■ 課題 1: 下のエントリから「hull」という語を含む行を探し、一つ残らず書き写してください。
··· ページ抜粋
三月二十三日で八十六歳になった。黒いイヤリングが耳元で光る。「やっぱり幾つになってもおしゃれをしなくちゃね」とはほえむヤエ子さん。この冬はベージュと格子柄のマントを二枚作った。「わたしマント大好きなの。八十歳の時、紫のマントを買って以来ファン。マントが流行ればいいなあって思っているの。紫のマントって派手でしょ。目立って困っちゃうのよ。それでも着てますけど」と楽しそうに笑う。
「気持ちがぎりっとしないから」と家の中でも粉おしろいと口紅は忘れない。何でも見たいし、何でも知りたいたちと言うヤエ子さんは六十五歳を過ぎてから絵を始めた。部屋にはヒマワリ、ツバキ、ユリなどヤエ子さんが描いた水彩画が何点も並ぶ。春の国土社展に向け、今は岩木山の絵を制作中だ。
「絵を描くよう勧めてくれたのは主人。この家を建てた時、わたしの絵が飾れるようにと主人が壁をたくさん作ってくれました。わたしの絵を見ては、主人は目尻を下げていたんですよ」と十年前に亡くなったご主人昌四郎さんを振り返る。昌四郎さんとは満州で結婚した。敗戦から一年、満州での暮らしは大変だった。ロシアの兵舎までカルパスソーセージやタバコをぶらさげて「カルパス、ニーナード(ソーセージはいかが)」と言いながら、売り歩いた。隠れてウオッカを売って検挙され、死を覚悟したこともあった。ロシア兵に捕まりそうになり、ひざを鉄砲で撃ち抜かれたこともあったという。穏やかなヤエ子さんの一体どこにそんなたくましさが隠されているのだろう。
昭和二十一年、十五歳を頭に生後八ヵ月の紀子ちゃんまで六人の子を連れて日本への引き上げ船に乗り込んだ。幼かった紀子ちゃんは日本に着いて間もなく亡くなった。昌四郎さんの故郷弘前に帰り、駅前で露天を開いたのが「矢田洋品店」の始まり。ヤエ子さんは桜祭りのころになると、弘前公園で戸板の上に夏みかんを並べて売ったのを思い出すと言う。
······
■ 課題 2: 上のページ抜粋によると、ご主人が家を建てたときに壁をたくさん作ったのはなぜですか。一〜三文で説明してください。
··· 提供データ
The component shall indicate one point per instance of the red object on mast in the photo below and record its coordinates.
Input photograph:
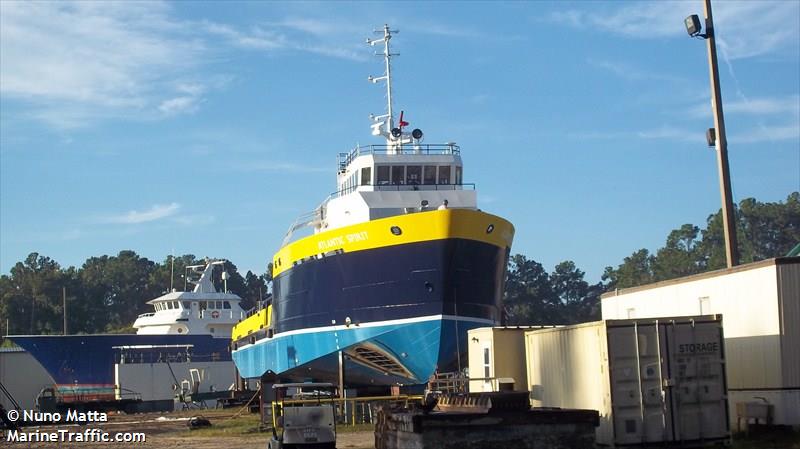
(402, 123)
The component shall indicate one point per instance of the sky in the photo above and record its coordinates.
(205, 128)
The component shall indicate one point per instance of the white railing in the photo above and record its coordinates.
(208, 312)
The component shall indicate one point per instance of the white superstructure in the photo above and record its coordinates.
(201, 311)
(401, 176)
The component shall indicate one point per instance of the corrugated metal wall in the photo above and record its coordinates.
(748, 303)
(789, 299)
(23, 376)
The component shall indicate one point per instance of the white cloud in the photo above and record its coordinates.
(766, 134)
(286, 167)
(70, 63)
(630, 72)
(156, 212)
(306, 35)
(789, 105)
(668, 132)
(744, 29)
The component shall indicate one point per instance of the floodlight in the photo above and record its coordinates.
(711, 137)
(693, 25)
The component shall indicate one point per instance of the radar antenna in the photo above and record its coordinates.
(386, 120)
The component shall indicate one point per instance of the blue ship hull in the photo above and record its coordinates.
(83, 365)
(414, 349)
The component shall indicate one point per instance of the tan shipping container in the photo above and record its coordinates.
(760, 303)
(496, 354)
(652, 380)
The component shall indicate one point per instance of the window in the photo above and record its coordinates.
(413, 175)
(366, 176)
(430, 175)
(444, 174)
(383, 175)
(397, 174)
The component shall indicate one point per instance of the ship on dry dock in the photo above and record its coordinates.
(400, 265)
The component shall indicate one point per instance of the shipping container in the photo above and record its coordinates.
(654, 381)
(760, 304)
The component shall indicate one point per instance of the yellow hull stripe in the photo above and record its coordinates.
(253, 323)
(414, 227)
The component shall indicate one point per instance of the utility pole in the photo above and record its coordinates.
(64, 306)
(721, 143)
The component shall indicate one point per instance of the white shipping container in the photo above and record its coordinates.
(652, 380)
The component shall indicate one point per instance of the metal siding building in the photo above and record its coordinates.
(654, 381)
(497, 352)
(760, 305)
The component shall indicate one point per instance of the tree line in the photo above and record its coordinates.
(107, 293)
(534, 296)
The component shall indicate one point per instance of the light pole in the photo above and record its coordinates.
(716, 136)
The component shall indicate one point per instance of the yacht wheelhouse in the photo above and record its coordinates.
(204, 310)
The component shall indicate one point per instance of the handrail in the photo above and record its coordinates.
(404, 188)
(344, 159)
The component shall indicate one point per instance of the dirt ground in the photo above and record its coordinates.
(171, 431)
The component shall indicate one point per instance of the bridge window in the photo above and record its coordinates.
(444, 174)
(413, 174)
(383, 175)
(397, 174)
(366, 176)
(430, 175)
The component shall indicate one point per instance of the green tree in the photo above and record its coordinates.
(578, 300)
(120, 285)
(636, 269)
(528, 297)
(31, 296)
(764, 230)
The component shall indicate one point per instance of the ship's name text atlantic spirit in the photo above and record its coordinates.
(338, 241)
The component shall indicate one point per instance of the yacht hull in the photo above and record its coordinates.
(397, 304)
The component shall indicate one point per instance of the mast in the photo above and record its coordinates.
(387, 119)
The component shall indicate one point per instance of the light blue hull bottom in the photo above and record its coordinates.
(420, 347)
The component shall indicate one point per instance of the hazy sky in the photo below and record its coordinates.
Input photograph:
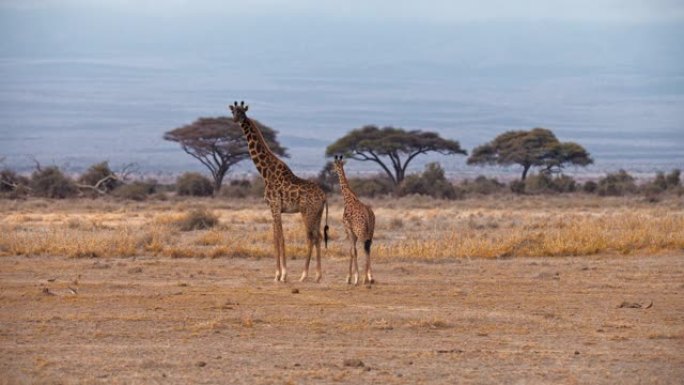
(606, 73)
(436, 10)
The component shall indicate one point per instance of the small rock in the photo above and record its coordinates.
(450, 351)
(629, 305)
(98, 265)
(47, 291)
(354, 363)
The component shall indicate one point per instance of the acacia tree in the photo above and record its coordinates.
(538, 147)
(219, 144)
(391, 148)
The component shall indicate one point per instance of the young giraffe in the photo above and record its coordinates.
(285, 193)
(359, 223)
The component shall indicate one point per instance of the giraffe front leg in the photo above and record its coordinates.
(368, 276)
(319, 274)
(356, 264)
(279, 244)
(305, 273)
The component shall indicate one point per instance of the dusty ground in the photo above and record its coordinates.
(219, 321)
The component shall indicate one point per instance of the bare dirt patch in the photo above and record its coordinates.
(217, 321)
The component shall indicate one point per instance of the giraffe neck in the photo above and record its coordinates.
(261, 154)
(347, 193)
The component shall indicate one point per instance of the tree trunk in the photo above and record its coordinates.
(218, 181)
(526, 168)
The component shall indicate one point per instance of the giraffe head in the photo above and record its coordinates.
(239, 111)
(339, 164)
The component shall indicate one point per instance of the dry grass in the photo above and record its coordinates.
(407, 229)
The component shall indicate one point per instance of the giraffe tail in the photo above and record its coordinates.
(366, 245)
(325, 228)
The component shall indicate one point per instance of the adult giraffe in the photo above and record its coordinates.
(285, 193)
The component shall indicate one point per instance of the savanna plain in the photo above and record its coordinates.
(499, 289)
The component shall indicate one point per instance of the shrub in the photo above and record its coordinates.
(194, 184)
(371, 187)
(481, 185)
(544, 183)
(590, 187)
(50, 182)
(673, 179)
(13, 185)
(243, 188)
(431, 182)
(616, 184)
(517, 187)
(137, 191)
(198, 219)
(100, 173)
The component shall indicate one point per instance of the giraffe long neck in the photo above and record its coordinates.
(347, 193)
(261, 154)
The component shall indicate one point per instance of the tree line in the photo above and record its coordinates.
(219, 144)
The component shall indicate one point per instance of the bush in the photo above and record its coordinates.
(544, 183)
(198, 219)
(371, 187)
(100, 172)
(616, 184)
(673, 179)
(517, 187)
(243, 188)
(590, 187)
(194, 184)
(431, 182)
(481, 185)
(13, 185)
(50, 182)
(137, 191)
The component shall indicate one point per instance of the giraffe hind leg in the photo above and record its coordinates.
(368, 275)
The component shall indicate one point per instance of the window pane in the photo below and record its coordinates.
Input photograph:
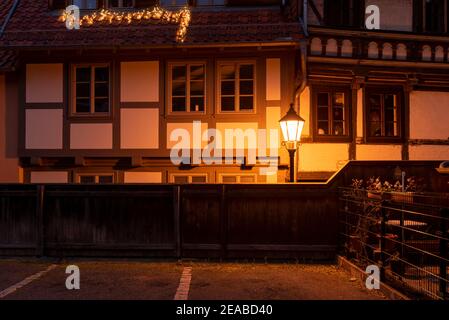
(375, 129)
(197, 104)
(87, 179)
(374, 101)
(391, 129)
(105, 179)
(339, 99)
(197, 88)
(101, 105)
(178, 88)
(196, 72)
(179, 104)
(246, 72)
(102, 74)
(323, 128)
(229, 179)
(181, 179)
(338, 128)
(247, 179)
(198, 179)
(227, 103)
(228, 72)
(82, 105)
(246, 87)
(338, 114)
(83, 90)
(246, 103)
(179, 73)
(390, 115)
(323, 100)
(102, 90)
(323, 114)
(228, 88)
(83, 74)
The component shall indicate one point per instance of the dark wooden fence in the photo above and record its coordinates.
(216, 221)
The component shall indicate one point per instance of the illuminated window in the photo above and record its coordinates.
······
■ 解答 1:
The component shall indicate one point per instance of the blue ship hull in the photo above and record its coordinates.
The component shall indicate one point per instance of the yellow hull stripe in the photo above and record its coordinates.
The component shall indicate one point per instance of the yacht hull in the photo above and record its coordinates.
The component shall indicate one point per instance of the light blue hull bottom in the photo above and record its coordinates.

■ 解答 2: ヤエ子さんが描いた絵を飾れるようにするためです。ヤエ子さんに絵を勧めたのもご主人でした。